## SOURCE PASSAGE
The Taliban Betrayal That Wasn’t
The biggest "lazy consensus" in the current media cycle is that the Afghan Taliban "betrayed" Pakistan. This assumes there was ever a contract to begin with.
Pakistan’s security establishment spent decades supporting the Afghan Taliban, believing that once they took Kabul, they would hand over the TTP on a silver platter. This was a catastrophic miscalculation of Pashtun identity and jihadi ideology.
The Afghan Taliban and the TTP are two sides of the same coin. They share the same DNA, the same mosques, and the same battle-hardened history. Expecting the Emirate in Kabul to arrest TTP fighters is like asking a man to cut off his own right hand to please a neighbor who keeps throwing rocks at his house. It’s not going to happen.
The Leverage Gap
Pakistan thinks it has leverage over Kabul because of trade routes and diplomatic recognition. It doesn't. Kabul has found new partners. With Chinese investment in copper mines and growing ties with Central Asian republics, the "landlocked" argument is losing its teeth.

## DATASET
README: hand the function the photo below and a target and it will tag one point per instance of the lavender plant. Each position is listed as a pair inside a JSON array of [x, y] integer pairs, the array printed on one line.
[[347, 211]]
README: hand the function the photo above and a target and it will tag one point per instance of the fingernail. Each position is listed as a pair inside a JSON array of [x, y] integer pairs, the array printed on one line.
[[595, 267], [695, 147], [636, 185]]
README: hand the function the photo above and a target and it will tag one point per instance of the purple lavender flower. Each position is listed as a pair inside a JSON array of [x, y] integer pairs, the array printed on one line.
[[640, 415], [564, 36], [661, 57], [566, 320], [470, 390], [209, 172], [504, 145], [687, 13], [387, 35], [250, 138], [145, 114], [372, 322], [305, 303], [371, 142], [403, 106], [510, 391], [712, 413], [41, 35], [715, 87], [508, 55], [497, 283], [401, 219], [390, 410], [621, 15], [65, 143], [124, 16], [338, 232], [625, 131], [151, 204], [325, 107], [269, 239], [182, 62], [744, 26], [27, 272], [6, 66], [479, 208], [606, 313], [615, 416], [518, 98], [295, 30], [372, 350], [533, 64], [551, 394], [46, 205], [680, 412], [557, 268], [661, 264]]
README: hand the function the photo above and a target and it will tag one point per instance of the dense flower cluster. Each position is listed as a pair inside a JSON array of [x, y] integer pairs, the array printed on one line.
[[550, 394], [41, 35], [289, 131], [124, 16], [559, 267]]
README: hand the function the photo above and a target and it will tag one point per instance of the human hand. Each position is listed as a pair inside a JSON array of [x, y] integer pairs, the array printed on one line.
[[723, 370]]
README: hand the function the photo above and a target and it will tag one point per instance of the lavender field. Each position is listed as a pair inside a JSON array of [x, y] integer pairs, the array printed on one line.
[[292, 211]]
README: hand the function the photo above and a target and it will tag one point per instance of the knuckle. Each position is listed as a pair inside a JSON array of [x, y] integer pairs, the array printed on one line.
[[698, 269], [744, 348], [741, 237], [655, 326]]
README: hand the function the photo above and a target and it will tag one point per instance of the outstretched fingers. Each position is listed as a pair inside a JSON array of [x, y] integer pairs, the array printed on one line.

## REQUIRED ACTIONS
1) In the article on the Taliban and Pakistan, set down word for word the part that opens with "The Leverage Gap" and closes with "losing its teeth.".
2) In the article on the Taliban and Pakistan, what did Pakistan's security establishment believe the Afghan Taliban would do once they took Kabul?

## OUTPUTS BY TASK
1)
The Leverage Gap
Pakistan thinks it has leverage over Kabul because of trade routes and diplomatic recognition. It doesn't. Kabul has found new partners. With Chinese investment in copper mines and growing ties with Central Asian republics, the "landlocked" argument is losing its teeth.

2) It believed they would hand over the TTP on a silver platter.